[Document passage]:

━━━━━━━━━━━━━━━━━━━━

Skip to content

Conversation

@redruin1
Copy link

@redruin1 redruin1 commented Apr 2, 2025

This PR adds an omit_if parameter to cattrs unstructure generators (as described here), which is similar in function to omit_if_default but evaluates a callable at unstructure invoke in order to determine whether an attribute should be omitted:

@define
class Example:
    a: int
    b: int | None
    c: int
    d: int = 123
    e: set = field(factory=set)
    f: int = field()

    @f.default
    def f_default(self) -> int:
        return self.d

    overridden: None = None

converter = Converter()

def default_or_none(instance: AttrsInstance, attribute: Attribute, value: Any) -> bool:
    if value is None:
        return True
    if isinstance(attribute.default, Factory):
        if attribute.default.takes_self:
            return value == attribute.default.factory(instance)
        return value == attribute.default.factory()
    return value == attribute.default    

converter.register_unstructure_hook(
    Example,
    make_dict_unstructure_fn(
        Example,
        converter,
        _cattrs_omit_if=default_or_none,
        c=override(omit_if=lambda inst, attr, value: value < 0),
        overridden=override(omit_if=False),
    ),
)

assert converter.unstructure(Example(a=100, b=None, c=-100, f=123)) == {"a": 100, "overridden": None}

This allows users to control how the unstructure function should behave at runtime (beyond the singular omit_if_default), wheras currently users can only robustly choose how/when to omit fields when the function is first generated.

omit_if is technically a superset of omit_if_default, hence their similar names. However, this implementation leaves omit_if_default in function signatures for 3 reasons:

  1. Backwards compatibility
  2. Performance. An apples-to-apples comparison using a lambda instead of generating in-situ is about twice as slow, at least according to the minimal benchmarks I wrote and performed. This could maybe be improved, but I don't see it ever being faster than embedding the checks directly into the function.
  3. attrs doesn't currently have a convenient get_default(instance, attribute) equivalent, which means they must write their own function if somebody just wants the old omit_if_default behavior with the new omit_if parameter - which will lead to dozens of slightly different implementations and (of course) bugs.

If both omit_if_default and omit_if are defined, then omit_if_default takes priority. However, I can also see a world where defining both simultaneously is forbidden, as which should take precedent is not intrinsically apparent.

This is a proof of concept PR, it is not currently complete. I am interested in completing it (ensuring coverage/writing docs/etc.) but I want the go-ahead before I invest serious amounts of time into it.

redruin1 added 6 commits April 1, 2025 04:08
coverage is deciding not to work on my machine for some reason
accidentally omitted part of another test
@Tinche
Copy link
Member

Tinche commented Apr 5, 2025

I think this is a good idea and we should do it. Let's brainstorm the design a little bit.

It would be great if at the end of this we could soft-deprecate omit and omit_if_default (don't think we can ever remove them because of backwards comp, but we can steer folks to the new API). It should definitely be an error to use both.

I think we can make omit_if="default" trigger the same code path as omit_if_default=True, and similarly for omit_if=True (or we could make it omit_if="always" for clarity?).

━━━━━━━━━━━━━━━━━━━━

[Records from a point labeling set]:
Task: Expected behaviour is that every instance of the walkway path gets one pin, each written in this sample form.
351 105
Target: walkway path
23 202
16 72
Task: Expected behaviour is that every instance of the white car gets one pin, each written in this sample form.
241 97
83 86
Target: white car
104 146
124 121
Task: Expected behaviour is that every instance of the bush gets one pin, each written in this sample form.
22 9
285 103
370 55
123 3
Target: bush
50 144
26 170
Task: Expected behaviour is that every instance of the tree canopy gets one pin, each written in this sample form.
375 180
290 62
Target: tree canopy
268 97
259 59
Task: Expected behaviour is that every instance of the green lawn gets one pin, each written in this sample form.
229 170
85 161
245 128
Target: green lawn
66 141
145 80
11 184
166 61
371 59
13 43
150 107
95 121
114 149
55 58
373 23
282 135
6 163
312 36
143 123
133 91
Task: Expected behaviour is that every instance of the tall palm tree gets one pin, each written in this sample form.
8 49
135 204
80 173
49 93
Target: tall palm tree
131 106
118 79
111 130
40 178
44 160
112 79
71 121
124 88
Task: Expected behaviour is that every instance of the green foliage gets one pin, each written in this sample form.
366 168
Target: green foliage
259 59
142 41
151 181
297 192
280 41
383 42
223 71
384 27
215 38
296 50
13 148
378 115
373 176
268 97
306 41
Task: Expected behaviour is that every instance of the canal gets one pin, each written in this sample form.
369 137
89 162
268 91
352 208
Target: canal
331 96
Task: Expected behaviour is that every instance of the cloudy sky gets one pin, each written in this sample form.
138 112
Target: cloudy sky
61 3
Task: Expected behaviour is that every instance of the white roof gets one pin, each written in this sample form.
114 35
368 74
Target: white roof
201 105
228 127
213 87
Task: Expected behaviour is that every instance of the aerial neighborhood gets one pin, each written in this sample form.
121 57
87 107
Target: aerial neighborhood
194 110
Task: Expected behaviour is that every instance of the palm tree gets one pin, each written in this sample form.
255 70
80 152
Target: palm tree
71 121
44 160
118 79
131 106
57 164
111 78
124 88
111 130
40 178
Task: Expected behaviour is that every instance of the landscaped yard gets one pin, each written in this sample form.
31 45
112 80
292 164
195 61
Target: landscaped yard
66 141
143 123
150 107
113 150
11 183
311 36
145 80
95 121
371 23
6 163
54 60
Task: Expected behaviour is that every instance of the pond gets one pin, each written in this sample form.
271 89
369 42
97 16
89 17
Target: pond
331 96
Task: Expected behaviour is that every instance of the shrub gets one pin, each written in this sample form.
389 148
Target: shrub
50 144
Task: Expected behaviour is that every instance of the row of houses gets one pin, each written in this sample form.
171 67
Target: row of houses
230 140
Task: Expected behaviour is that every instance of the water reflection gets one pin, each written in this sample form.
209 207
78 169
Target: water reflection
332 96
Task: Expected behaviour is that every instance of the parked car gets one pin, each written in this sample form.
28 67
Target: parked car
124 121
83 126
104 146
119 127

━━━━━━━━━━━━━━━━━━━━

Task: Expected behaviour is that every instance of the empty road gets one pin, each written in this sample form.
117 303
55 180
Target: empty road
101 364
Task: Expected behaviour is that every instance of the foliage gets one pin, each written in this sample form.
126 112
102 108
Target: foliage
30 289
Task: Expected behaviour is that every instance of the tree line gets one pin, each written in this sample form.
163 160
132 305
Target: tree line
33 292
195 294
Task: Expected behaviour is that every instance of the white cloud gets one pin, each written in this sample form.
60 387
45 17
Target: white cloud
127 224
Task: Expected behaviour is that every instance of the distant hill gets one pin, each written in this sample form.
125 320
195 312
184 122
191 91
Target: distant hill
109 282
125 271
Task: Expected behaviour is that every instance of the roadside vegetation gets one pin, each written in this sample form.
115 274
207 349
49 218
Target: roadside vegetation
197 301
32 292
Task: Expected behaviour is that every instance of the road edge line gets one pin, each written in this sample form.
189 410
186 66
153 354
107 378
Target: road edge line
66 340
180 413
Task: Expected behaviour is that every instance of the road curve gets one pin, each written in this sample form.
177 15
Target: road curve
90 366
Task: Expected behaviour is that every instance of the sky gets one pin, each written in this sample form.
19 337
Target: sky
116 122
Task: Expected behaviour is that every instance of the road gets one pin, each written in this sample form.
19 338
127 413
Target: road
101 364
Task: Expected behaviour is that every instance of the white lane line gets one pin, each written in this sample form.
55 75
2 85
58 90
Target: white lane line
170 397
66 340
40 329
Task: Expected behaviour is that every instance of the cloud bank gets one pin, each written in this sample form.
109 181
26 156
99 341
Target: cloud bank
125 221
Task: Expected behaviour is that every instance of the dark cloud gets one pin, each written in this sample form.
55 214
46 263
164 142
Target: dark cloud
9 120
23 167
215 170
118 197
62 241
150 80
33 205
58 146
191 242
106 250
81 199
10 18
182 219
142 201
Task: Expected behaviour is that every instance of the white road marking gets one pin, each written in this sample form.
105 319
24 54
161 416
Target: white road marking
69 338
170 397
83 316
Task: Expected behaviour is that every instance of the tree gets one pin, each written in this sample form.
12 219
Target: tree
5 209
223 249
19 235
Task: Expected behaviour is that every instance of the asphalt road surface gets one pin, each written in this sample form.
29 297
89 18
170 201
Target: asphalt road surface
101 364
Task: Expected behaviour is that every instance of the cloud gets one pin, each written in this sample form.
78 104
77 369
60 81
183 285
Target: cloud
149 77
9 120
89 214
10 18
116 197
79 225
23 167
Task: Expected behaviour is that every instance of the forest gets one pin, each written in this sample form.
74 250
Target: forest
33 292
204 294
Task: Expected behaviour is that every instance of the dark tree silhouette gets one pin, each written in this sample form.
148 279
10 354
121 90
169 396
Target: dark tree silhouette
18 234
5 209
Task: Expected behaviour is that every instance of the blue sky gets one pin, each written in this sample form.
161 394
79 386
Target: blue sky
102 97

━━━━━━━━━━━━━━━━━━━━

[Exercise requirements]:
**a.** Translate this sentence from the cattrs omit_if discussion into Spanish: "If both omit_if_default and omit_if are defined, then omit_if_default takes priority."
**b.** Write the next part of the cattrs omit_if discussion, picking up right after its final sentence.

[Results by task]:
**a.** Si se definen tanto omit_if_default como omit_if, entonces omit_if_default tiene prioridad.

**b.**
The use case you mention is a predicate for unstructuring time, and yeah that sounds great. Would it make sense to just have it receive the attribute value, instead of the three things? The other 2 parameters are known at hook generation time. If they are needed, users could wrap the hook factory, like today.

So the type for the omit_if= parameter could be Literal["default", "always"] | Callable[[Any], bool].

@redruin1
Copy link
Author

redruin1 commented Apr 5, 2025

It should definitely be an error to use both (omit_if and omit_if_default).

Roger, I agree.

I think we can make omit_if="default" trigger the same code path as omit_if_default=True, and similarly for omit_if=True (or we could make it omit_if="always" for clarity?).

I like omit_if="default" becoming the reserved literal for triggering the existing code path a lot; it reads very plainly and is self-documenting. The reason that I used a bool for the override versions of omit_if was because they are essentially reductions of predicates that always return true or false:

# To me, `omit_if=condition` is essentially saying "omit if `condition` evaluates to True"
# So:
override(omit_if=True) == override(omit_if=lambda _: True)
override(omit_if=False) == override(omit_if=lambda _: False)

I think if I had to pick between omit_if: bool and omit_if: Literal["always", "never"] I would probably prefer the former, as to me it just aligns a little more closely with the callable case. However, if you disagree there is no practical reason why we couldn't use whatever literals you wanted, and I suppose if we are set on using "default" then string literals would be overall more consistent.

The use case you mention is a predicate for unstructuring time, and yeah that sounds great. Would it make sense to just have it receive the attribute value, instead of the three things? The other 2 parameters are known at hook generation time. If they are needed, users could wrap the hook factory, like today.

The attribute(s) are absolutely available at generation time, but doesn't the constructed instance live entirely inside of make_dict_unstructure_fn? I believe you when you tell me it is possible, but could you show me exactly how? I'm still new to cattrs.

That being said, if it is possible to do so then it would make the predicates much more clear and intuitive to write, so I'm entirely in favor of minimizing the function signature.

Finally: what is the process for running coverage? I'm working on Windows, and I was having some trouble setting up the development environment. Is there some additional steps that I should take, or is the repo not quite suited for my OS currently? (I noticed most of the tooling was structured around make, for example.)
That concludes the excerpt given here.